** start of RECORD SET **

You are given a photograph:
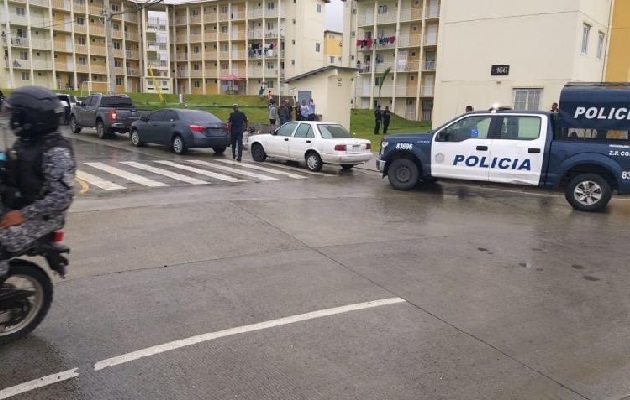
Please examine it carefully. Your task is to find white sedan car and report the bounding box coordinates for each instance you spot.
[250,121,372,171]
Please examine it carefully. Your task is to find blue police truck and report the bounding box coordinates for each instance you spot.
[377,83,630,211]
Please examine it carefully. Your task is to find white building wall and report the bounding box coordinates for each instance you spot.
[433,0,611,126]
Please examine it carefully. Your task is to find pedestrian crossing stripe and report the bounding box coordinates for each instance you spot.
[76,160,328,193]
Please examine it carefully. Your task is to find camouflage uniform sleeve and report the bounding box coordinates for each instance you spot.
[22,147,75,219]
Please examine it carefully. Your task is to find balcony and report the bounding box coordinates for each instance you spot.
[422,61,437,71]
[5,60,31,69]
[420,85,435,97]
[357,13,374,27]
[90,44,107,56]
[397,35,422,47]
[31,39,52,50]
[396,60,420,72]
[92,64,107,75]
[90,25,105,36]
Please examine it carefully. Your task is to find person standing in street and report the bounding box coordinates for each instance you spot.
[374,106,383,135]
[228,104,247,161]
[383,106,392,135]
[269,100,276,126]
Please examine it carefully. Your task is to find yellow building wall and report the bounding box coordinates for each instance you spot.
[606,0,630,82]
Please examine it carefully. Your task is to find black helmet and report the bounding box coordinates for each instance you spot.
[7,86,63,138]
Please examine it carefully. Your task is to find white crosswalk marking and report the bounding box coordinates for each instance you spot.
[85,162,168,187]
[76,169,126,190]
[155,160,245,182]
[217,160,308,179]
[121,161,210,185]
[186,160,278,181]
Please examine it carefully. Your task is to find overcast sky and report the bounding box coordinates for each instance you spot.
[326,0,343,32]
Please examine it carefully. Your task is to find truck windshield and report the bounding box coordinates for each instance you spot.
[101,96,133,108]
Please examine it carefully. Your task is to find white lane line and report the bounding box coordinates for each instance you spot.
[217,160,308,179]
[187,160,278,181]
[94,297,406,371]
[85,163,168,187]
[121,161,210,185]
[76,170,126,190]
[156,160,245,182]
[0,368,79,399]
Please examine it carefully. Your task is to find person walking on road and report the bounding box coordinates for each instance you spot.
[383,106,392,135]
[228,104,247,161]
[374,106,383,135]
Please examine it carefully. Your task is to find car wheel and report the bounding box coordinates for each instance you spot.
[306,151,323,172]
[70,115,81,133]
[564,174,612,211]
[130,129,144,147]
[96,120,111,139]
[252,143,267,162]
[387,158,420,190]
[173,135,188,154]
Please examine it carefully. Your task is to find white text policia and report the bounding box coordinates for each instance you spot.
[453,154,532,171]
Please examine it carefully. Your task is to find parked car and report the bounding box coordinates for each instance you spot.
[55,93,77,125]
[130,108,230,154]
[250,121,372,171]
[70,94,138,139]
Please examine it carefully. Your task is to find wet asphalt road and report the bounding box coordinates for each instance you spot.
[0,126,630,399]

** end of RECORD SET **
** start of RECORD SET **

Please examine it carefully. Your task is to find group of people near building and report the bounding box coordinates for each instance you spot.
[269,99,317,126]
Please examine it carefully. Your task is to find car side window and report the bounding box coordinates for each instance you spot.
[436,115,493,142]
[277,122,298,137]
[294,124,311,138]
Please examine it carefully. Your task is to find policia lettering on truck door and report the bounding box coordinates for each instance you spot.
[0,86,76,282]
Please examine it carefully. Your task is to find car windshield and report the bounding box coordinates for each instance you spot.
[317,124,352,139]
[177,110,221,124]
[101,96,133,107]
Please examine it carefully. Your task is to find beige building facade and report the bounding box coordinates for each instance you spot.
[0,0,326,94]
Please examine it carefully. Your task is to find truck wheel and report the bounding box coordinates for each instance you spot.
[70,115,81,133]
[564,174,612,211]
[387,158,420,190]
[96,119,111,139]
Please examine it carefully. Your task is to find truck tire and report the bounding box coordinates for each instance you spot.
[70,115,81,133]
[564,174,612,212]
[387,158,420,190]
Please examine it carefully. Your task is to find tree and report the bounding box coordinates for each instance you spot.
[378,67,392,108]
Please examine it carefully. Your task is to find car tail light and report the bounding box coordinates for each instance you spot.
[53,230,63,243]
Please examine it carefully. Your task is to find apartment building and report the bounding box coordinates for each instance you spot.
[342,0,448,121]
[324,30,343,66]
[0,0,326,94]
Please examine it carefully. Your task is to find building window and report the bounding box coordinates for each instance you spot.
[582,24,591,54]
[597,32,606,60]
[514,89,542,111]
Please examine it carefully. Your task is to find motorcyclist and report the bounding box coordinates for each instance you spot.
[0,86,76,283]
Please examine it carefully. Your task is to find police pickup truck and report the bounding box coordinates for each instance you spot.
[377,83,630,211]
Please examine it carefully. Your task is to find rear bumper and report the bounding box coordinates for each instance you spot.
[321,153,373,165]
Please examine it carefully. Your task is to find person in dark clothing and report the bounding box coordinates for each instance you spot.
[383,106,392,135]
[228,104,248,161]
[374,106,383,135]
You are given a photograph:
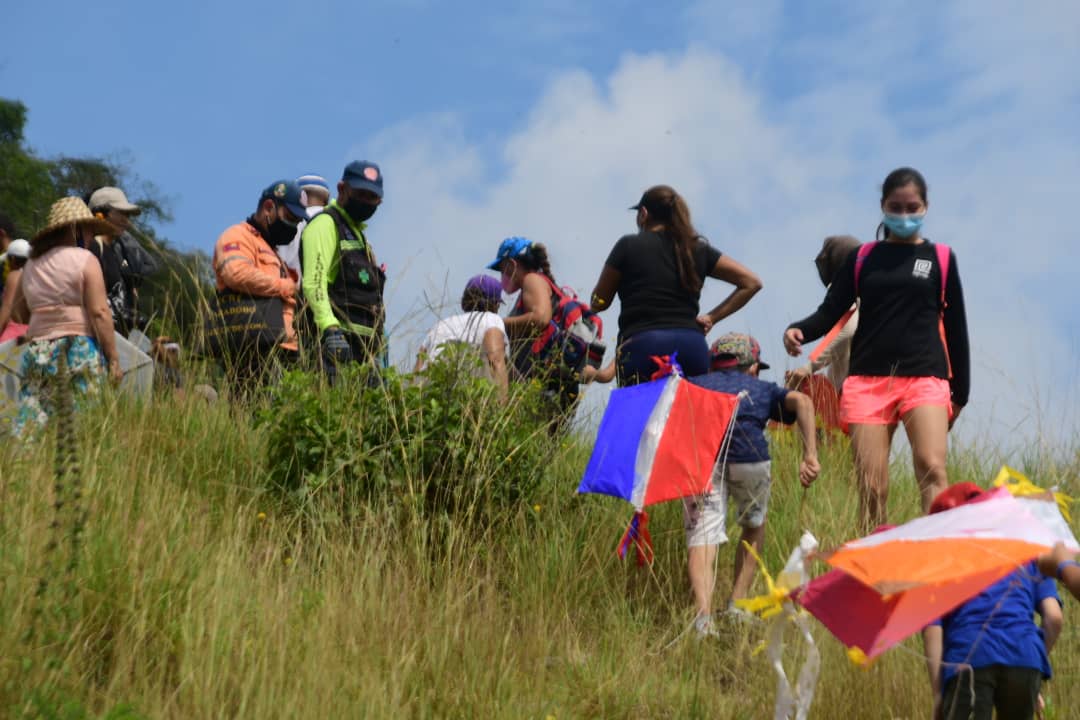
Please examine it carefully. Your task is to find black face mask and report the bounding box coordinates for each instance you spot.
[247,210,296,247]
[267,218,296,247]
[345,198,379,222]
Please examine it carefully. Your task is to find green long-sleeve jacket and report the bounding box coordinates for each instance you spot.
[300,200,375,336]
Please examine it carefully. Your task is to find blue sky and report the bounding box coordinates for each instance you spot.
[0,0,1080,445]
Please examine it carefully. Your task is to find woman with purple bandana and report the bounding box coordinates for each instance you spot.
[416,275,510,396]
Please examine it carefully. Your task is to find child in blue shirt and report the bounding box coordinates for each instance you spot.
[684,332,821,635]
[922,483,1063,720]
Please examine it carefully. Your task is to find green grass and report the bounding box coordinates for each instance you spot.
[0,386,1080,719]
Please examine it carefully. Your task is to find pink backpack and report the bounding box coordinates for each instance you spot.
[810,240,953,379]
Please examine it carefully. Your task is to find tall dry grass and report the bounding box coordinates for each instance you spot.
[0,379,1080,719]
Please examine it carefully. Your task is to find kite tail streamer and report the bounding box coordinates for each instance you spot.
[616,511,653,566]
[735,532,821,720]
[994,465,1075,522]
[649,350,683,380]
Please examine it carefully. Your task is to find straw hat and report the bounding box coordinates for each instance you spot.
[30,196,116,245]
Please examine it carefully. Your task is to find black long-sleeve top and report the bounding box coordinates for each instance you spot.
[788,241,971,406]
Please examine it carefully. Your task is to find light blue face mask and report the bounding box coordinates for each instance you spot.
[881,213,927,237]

** end of RECORD SET **

▸ AIM OF THE EXERCISE: Can you output the material from the line with "Please examine it carefully. Your task is to find motorcyclist" to the line with "[416,275,510,396]", both included, as a numbered list, skipping blank lines and leaving out the pictures?

▸ SOLUTION:
1. Please examine it carefully. Your task is to find motorcyclist and report the bounding box coordinates for each instance you spot.
2. [0,86,76,283]
3. Please examine it carefully. Your task is to find police pickup truck and report the bounding box coordinates for each instance you spot.
4. [377,83,630,211]
5. Please examine it carefully. Your task is to find rear bumper and report the bounding box coordinates for each instance you spot.
6. [321,153,373,165]
7. Please examine it carefully. Your task is to find person in dark clothing and report the bounding box coordinates for each instance you spot.
8. [383,106,392,135]
9. [228,104,248,161]
10. [374,106,383,135]
11. You are given a photograph:
12. Please examine it carefully. Your task is to find black face mask and report the bounding box coordinates for each instance you spot.
13. [247,210,296,247]
14. [267,218,296,247]
15. [345,198,379,222]
16. Please examine it carefully. Your task is to find green long-sleeve jacket and report the bounding box coordinates for each instance you spot.
17. [300,200,375,336]
18. Please examine it carefully. Your task is to find blue sky and report the bounding box coordinates for each instance you spot.
19. [0,0,1080,445]
20. Please examine it carefully. Your task is to find woman with purple bandana and report the bounding box coordinates for each instance you spot.
21. [416,275,510,396]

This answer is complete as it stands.